> ASSIGNED TASK 1:
In the passage on moderating the back-and-forth between the blue and orange sides, what two rules did orange break once it was its turn?
> ASSIGNED TASK 2:
Retype the passage on moderating the blue and orange sides from "In this case, once" to "one single point.".
> ASSIGNED TASK 3:
Write what comes next in the passage on moderating the blue and orange sides, picking up after its final sentence.

> PASSAGE FOR REVIEW:
* * * *

But that meltdown did get written on the page. It’s not the job of the moderator to pre-censor, but rather to correct after-the-fact. The moderator gives the blue side a chance to blow up and blow off some steam—to register the magnitude of its disagreement, rather than forcing down its reaction—and then gently requires that it nevertheless find some grain of truth in orange’s previous point.
In this case, once it was orange’s turn, orange broke the rules a couple of times—first by skipping straight ahead to objection, and then by responding with several points instead of one single point.
(Some CFAR participants have benefitted from actually writing down moderator interjections, sometimes in another color. For instance, after “Years are made of—” you might write down “Wait—can we do acknowledgement first?” and after “gained fifteen pounds” you might write “One thing at a time.”)
What usually happens over the course of this back-and-forth is that the problem reveals itself to be some other problem, usually one that’s a layer deeper and more interesting. It’s like the couples’ therapy truism that “it’s never really about the dishes.” The question of “should I go running or keep watching Netflix?” is a stand-in for, or an instantiation of, a more complicated dynamic.

* * * *

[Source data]
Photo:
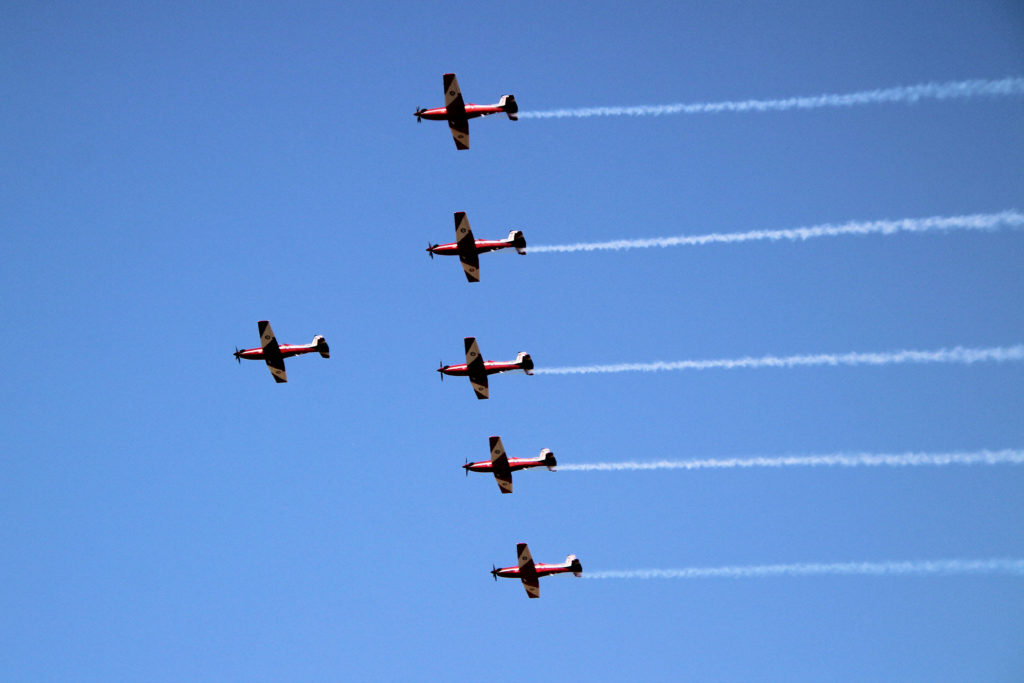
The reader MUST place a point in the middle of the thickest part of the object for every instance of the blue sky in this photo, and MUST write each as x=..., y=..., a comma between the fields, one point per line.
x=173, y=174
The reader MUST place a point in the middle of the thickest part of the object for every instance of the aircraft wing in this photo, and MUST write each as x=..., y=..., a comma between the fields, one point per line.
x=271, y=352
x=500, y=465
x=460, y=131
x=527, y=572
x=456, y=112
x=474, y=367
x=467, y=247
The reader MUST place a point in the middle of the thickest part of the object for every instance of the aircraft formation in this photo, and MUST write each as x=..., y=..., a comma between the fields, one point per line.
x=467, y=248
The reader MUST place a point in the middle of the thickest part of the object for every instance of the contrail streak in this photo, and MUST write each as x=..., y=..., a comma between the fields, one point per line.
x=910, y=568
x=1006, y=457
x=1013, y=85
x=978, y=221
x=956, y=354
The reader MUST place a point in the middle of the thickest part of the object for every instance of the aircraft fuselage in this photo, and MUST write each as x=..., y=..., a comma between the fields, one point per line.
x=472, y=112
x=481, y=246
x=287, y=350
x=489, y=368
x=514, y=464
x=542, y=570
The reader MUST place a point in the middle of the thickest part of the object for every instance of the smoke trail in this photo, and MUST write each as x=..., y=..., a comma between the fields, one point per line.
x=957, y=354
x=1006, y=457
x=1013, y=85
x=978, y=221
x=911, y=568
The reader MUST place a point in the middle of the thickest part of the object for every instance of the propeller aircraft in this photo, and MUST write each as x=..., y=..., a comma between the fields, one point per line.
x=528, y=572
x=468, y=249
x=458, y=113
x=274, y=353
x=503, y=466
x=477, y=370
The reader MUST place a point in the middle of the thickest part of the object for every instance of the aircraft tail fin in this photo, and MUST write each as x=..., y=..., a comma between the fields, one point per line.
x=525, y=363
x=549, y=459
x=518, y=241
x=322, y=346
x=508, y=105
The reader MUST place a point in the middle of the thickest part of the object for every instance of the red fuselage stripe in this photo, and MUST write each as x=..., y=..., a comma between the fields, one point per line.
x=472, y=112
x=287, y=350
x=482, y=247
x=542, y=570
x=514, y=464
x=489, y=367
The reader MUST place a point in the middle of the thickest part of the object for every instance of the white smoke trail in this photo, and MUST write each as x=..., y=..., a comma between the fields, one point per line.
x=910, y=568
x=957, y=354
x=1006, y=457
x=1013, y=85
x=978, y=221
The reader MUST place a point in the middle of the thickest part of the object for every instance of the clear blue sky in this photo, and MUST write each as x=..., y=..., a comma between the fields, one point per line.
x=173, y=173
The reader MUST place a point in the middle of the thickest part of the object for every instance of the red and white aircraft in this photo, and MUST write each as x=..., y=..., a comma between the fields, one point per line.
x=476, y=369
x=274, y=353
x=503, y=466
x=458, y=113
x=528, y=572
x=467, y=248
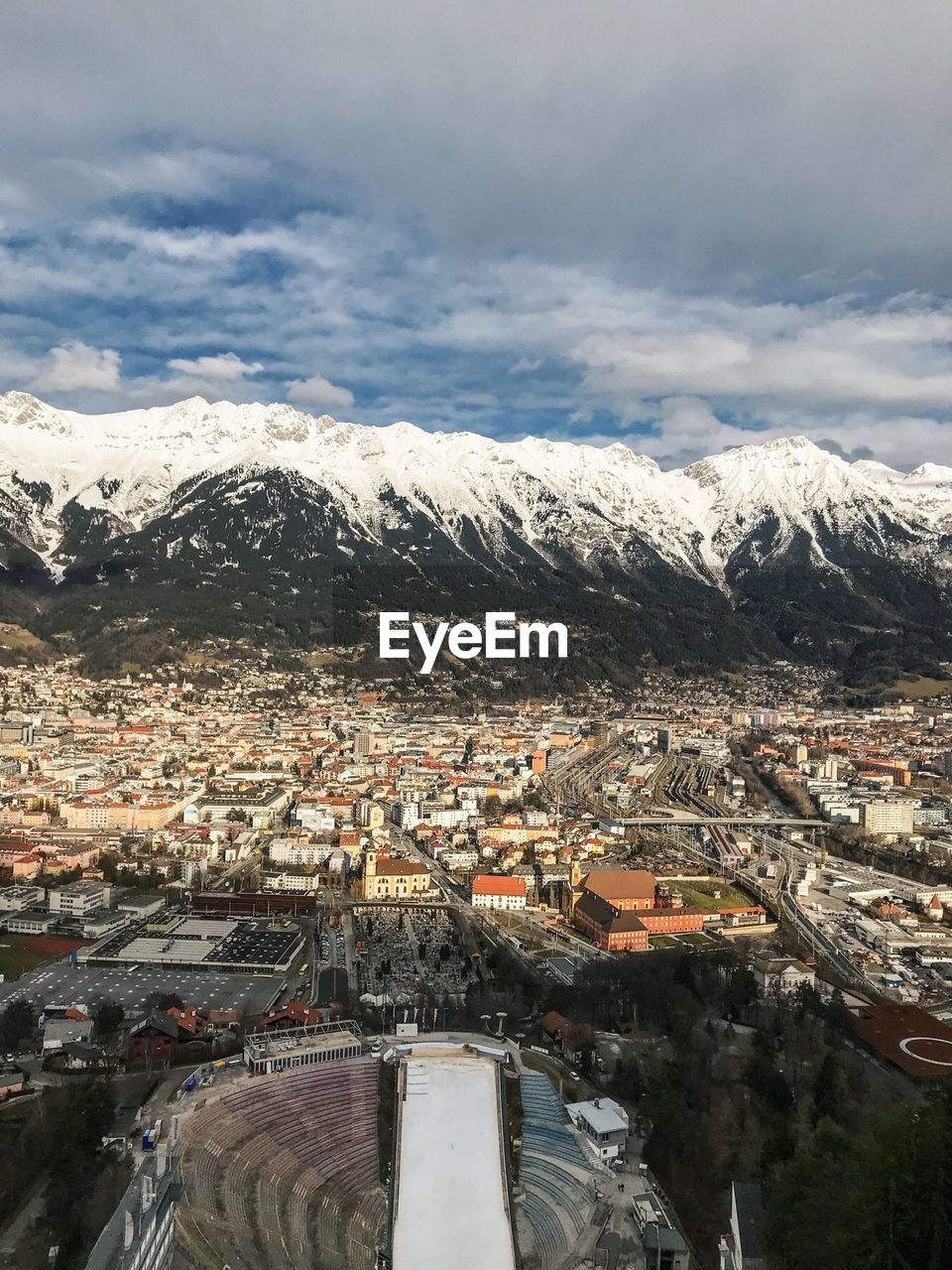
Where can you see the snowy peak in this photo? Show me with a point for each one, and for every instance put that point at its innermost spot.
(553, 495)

* * * *

> EXERCISE RESPONSE 1:
Orange skipped straight ahead to objection and responded with several points instead of one single point.

> EXERCISE RESPONSE 2:
In this case, once it was orange’s turn, orange broke the rules a couple of times—first by skipping straight ahead to objection, and then by responding with several points instead of one single point.

> EXERCISE RESPONSE 3:
Once you realize that—once the underlying disagreement makes itself known—it often helps to draw out a new sheet of paper and draw two new dots with two new names:
That in itself often has tremendous value. Getting a clearer understanding of the deeper generators of various dissatisfactions and internal conflict gives you much better odds of actually solving them (as opposed to flailing around in the dark, patching symptom after symptom).
Why so many little rules?
In part because most other ways of resolving internal disagreement seem, to us, to fail to strike at the root of the problem.
Continuing with the metaphor of the kindergarteners—an adult can fairly easily force two kindergarteners to stop fighting. You can separate them, and admonish them, and demand that they behave civilly toward each other, and cow them into compliance.
But until you cause them to actually be cool with one another, any cease-fire is going to be fragile, and dependent on the continued presence of an enforcing authority. As soon as the grownup is out of the room for long enough, they’ll be right back at each other’s throats.
Correspondingly, if one part of your value system is having to repeatedly brute-force overwhelm another part, any cease-fire based on your active attention or conscious consideration is going to be patchy at best. Even if you continue successfully engaging in the “right” behavior every time, you’ll still be burning energy and willpower on costly self-control.
By following a process that causes your inner models to actually understand each other, you imbue each with some fraction of the wisdom and virtue of the other, leading them to be fundamentally less-in-conflict and better able to support each other (and the higher strategic you).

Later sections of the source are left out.